begin READING TEXT

I have also been blessed with some terrible teachers. And I say "blessed" deliberately for these teachers, though they may have taught me little (to nothing) of the subject on the “tin,” taught me an awful lot about how to educate myself, get by, be diplomatic, and oftentimes, do their job FOR them. ...You have any of those? Those were valuable men and women in their own right.

So without further ado, the list (and thank you Mrs. Zarider who taught me to count…) in no particular order.

*

1. Joanne Devine & Barbara Zarider (1st grade - 1989-1990)
Two new mothers who wanted to be a part of their young children's lives but still wanted to teach? Mrs. Devine and Mrs. Zarider decided the best way forward was to team up! Mrs. Z took Monday, Tuesday and every other Wednesday, and Mrs. D took the end of the week. Mrs. Z specialized in all things numbers, Mrs. D was a language and reading expert for the district. When I entered first grade at El Rodeo I was new in the area and at the school, most everyone else had come up from pre-school together and they took me under their wings and made me feel special and noticed and right at home. Nothing like the "tandem-team" that taught me how to read and how to count. I'll never forget them.

2. Tom Kearny (Science - Derby Middle School 1996-7) 
Mr. Kearny was one of those teachers that comes along once in a lifetime--the kind you never forget, never forget what they taught you, and never forget that they taught you how to learn and love something that you never would have even considered loving so passionately were it not for their influence. Mr. Kearney was more than a science teacher, he was a poet-- one of those men who saw poetry in the clouds, in the water cycle and the stars, and you could feel that poetry oozing from him like a perfume. He was that teacher you become friends with... when you are twelve.

end READING TEXT
begin ENTRIES

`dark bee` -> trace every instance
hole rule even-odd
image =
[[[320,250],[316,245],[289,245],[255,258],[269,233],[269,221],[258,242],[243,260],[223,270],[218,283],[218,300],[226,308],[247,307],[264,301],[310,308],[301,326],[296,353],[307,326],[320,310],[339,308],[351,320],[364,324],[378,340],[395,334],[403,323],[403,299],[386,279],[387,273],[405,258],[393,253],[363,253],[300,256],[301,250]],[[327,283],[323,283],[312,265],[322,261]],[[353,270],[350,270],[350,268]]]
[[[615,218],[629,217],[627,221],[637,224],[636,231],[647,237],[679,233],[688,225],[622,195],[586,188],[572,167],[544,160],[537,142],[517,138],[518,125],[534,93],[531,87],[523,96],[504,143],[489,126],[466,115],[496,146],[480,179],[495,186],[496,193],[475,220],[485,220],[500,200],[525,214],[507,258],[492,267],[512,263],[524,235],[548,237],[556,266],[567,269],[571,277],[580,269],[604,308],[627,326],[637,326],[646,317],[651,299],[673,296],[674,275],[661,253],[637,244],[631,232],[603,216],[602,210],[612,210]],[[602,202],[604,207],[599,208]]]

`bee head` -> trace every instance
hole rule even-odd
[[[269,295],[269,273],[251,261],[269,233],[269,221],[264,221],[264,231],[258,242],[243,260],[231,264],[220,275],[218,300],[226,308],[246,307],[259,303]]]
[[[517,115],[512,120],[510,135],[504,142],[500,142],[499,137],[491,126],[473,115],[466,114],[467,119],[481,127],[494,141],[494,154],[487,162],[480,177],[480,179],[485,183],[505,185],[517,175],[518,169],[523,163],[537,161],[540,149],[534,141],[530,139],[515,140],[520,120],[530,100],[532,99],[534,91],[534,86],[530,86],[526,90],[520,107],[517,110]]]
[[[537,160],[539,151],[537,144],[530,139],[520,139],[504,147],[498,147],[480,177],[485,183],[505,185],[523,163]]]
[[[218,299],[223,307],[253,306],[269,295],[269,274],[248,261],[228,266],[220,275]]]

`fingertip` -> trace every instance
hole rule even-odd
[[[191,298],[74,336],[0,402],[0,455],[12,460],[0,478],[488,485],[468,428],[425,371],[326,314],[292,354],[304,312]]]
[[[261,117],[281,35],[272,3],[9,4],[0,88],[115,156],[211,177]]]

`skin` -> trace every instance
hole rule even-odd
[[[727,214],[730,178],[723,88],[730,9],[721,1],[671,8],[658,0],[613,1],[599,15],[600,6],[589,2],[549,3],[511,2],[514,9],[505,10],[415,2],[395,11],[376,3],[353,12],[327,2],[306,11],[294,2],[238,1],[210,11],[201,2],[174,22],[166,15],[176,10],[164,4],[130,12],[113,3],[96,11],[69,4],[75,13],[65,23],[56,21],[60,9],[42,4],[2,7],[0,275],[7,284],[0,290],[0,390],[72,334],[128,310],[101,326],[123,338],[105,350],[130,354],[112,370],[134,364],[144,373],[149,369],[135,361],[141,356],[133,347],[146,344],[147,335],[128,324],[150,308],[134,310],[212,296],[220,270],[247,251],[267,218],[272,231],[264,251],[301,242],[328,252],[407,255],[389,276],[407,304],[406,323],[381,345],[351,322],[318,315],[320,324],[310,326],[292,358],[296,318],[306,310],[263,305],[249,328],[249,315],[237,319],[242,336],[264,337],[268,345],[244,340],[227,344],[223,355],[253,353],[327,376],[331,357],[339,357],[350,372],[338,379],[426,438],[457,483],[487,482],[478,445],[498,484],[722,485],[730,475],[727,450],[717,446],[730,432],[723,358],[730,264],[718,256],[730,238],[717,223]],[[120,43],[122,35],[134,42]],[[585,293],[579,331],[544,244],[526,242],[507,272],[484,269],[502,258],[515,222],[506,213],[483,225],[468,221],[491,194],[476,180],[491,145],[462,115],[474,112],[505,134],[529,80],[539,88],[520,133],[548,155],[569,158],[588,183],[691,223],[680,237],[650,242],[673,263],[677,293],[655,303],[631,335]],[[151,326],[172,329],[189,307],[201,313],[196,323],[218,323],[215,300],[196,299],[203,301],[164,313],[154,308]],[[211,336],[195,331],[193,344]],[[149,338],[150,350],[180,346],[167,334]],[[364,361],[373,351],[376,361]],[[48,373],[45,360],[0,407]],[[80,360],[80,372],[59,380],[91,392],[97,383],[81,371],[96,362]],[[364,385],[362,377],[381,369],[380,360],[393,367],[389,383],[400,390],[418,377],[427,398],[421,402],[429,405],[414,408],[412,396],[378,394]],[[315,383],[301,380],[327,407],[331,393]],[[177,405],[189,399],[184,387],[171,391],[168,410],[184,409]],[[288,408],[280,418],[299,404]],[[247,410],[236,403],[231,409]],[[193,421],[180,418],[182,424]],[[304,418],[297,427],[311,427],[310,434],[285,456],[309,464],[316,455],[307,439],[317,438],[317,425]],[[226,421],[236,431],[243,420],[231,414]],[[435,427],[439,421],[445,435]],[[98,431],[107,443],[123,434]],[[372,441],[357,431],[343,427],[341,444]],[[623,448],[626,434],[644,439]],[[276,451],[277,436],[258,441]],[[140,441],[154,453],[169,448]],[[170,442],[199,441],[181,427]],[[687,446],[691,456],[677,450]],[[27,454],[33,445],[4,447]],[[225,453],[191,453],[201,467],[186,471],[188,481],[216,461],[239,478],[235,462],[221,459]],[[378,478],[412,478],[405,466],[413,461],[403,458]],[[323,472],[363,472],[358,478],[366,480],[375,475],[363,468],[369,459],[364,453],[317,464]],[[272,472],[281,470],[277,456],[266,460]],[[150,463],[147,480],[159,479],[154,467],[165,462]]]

end ENTRIES

▸ **EXERCISES TO COMPLETE**:
- a) Indicate whether each statement below agrees with the passage about the writer's teachers, answering yes or no and quoting the deciding words of the passage: (i) Mrs. Zarider taught at the end of the week; (ii) Mrs. Devine was a language and reading expert for the district; (iii) the writer had come up from pre-school with most classmates at El Rodeo.
- b) Extend the passage about the writer's teachers, picking up after its final sentence.

▸ **OUTPUTS**:
- a)
(i) No: "Mrs. Z took Monday, Tuesday and every other Wednesday, and Mrs. D took the end of the week."
(ii) Yes: "Mrs. D was a language and reading expert for the district."
(iii) No: "I was new in the area and at the school, most everyone else had come up from pre-school together"

- b)
3.  Jean Gaede (Russian Literature & Contemporary Classics - Interlochen Arts Academy 1999-2001)
When Jean Gaede and I first crossed paths, she thought I was a lightweight-- and I suppose in her estimation I probably was. I had come to the Academy from the summer camp (where the attitudes of students are not at all academic, and therefore a large adjustment must be made). I was also nervous about my father's health, adjusting poorly to being away at boarding school and, crucially, making an excellent show about how none of that was at all the case. Pushkin first captured my imagination, then Tolstoy's short stories which invigorated my conscience, and eventually the haunting and pivotal Dostoevsky masterpiece The Brothers Karamazov. Brothers K was our turning point-- I read all 1,000 pages of it (unlike many of my cheating classmates!), I "got it," and she knew it. Our eyes locked one day after my oral report on Ivan Karamazov and "The Grand Inquisitor" and we never looked back. Jean Gaede has flown over to London for the weekend to see every show I've ever done, and her influence on my reading life is irreplaceable.

4. Robin Ellis & David Montee (Acting teachers and Directors of The Miracle Worker, Snoppy! The Musical, She Loves Me, Merrily We Roll Along and As You Like It - Interlochen Arts Academy 1999-2001)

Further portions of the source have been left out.